[Passage to read]
Content starts

In the early days of the internet, the Web’s surface was relatively smooth and its “gravitational force” was weak. You could random walk without getting sucked into any black holes. During the 2010s, social media platforms “dug into the Web surface, dragging activities down their slopes … As a result of this magnetic-like attraction, caused by the web slope, Internet users slowly slide down the slope in a digital drift,” writes Louise Druhle. The virus has likely accelerated this process because it’s pushed so much cultural activity online.

The slope and gravity of a media platform exerts an influence on browsing behavior. Source: Critical Atlas of Internet

Sometimes you can sense the current pushing you this way or that. Other times, you’re totally in the dark. It’s certainly possible to swim against the current, but it takes a lot of effort and awareness. You usually end up in a digital “neighborhood” without quite remembering how you got there. The veterans of a particular subculture are its timekeepers, and they live in its present. They’ve seen enough people “come of age” that they have a sense of the well-trodden routes and the traps people tend to fall into.

Unless you’re a data scientist inside a social media company, it’s difficult to see how this process unfolds from the outside. But that hasn’t stopped some people from trying. An anonymous anthropologist called @MenanderSoter, for example, has created a tool that makes it easy to explore visualizations of Twitter subcultures. Our armchair investigator has done their best to label the clusters that emerged from their network analysis. Similarly, there are people on TikTok who specialize in trying to decode the algorithms and understand how subcultures coalesce.

Visualizing Twitter sub-groups. Source: twitterverse.net

People who spend a lot of time exploring these subcultures feel like they can see into the future, and for good reason. What happens online often shows up in the headlines weeks, months, or even years later. The internet has become the petri dish of culture — the soil in which new movements and novel conversations find root. Next, we’ll explore how this time lag has transformed the cultural landscape and eroded the power of old media institutions.

When time zones collide

How do establishment institutions try (and fail) to keep up with the narratives of internet subcultures?

The Persistence of Memory (1931), Salvador Dalí

When an internet subculture grows large enough, it often gets spotlighted in the mainstream media. But old-school media outlets watch internet culture on tape delay. By the time they identify a subcultural tribe, it's usually already splintered or evolved into something different. This cycle has played out a number of times over the last decade, but it seems to have picked up steam since the Gamergate controversy of 2014. The time lag between Extremely Online conversations and mainstream newspapers/TV reveals that 20th century institutions no longer set the pace. They're getting sucked into the subjective time zones of internet subcultures.

Content ends

[Data section]
Content starts

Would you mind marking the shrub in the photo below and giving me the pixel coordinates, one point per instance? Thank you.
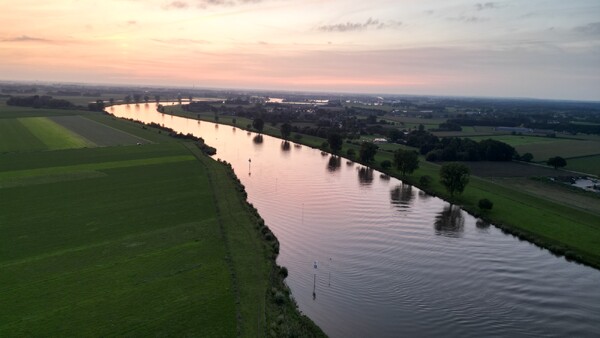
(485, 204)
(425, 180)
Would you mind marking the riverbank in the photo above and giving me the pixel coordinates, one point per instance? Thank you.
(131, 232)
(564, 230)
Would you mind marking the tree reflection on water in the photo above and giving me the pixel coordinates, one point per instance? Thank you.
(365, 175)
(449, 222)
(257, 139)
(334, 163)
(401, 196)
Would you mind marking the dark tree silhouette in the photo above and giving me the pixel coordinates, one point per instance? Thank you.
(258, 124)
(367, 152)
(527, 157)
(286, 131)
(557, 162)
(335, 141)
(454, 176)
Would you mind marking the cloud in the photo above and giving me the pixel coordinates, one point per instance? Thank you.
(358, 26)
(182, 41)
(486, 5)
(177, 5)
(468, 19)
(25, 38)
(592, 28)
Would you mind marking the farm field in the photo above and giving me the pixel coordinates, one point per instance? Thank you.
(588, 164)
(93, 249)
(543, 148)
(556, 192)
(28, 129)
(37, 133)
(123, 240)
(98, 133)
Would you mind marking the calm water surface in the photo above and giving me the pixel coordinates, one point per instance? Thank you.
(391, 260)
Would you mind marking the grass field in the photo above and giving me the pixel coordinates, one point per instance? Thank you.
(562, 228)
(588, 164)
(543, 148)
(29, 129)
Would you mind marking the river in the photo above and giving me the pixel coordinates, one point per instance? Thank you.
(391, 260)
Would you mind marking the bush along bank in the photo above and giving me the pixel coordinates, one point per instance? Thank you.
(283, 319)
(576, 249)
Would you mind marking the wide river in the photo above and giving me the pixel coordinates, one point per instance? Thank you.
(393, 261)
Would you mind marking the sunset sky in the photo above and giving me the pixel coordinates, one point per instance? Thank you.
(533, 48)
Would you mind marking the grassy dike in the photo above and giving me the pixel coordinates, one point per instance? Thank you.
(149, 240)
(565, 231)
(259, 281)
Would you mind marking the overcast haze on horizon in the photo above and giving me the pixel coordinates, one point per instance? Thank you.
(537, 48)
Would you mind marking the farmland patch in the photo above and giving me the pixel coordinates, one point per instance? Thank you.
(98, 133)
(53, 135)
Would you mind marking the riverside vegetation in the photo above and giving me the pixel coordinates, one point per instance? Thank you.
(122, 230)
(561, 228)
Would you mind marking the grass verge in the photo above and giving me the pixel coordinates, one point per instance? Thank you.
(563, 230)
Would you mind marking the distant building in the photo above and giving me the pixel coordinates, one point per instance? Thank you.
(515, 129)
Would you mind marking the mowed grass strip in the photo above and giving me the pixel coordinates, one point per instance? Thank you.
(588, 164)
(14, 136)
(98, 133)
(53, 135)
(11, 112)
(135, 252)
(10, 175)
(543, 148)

Content ends
Content starts

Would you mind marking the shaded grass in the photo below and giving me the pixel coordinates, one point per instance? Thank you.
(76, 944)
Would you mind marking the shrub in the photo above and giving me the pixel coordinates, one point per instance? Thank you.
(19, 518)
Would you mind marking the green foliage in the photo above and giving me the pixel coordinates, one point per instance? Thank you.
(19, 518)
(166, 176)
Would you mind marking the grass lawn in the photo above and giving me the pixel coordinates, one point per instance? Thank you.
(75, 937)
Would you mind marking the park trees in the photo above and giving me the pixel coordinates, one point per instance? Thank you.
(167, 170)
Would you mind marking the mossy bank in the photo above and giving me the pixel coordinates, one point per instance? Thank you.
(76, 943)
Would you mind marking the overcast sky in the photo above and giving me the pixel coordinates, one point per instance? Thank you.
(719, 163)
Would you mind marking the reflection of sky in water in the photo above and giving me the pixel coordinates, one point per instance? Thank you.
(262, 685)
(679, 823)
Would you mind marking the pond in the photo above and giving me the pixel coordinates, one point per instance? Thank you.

Content ends
Content starts

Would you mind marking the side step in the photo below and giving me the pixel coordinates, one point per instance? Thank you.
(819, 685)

Content ends

[Actions to take]
[1] Copy the stretch from "People who spend" through "old media institutions." in the passage on internet subcultures.
[2] For each statement, say whether it agrees with the passage on internet subcultures, and quote the words that decide it.
(a) In the early days of the internet, the Web's "gravitational force" was strong.
(b) Old-school media outlets watch internet culture on tape delay.
(c) The tool created by @MenanderSoter explores visualizations of TikTok subcultures.
[3] According to the passage on internet subcultures, since what event does the cycle of mainstream media spotlighting subcultures seem to have picked up steam?

[Solutions to each task]
[1]
People who spend a lot of time exploring these subcultures feel like they can see into the future, and for good reason. What happens online often shows up in the headlines weeks, months, or even years later. The internet has become the petri dish of culture — the soil in which new movements and novel conversations find root. Next, we’ll explore how this time lag has transformed the cultural landscape and eroded the power of old media institutions.

[2]
(a) No: "In the early days of the internet, the Web’s surface was relatively smooth and its “gravitational force” was weak."
(b) Yes: "But old-school media outlets watch internet culture on tape delay."
(c) No: "has created a tool that makes it easy to explore visualizations of Twitter subcultures."

[3] The Gamergate controversy of 2014.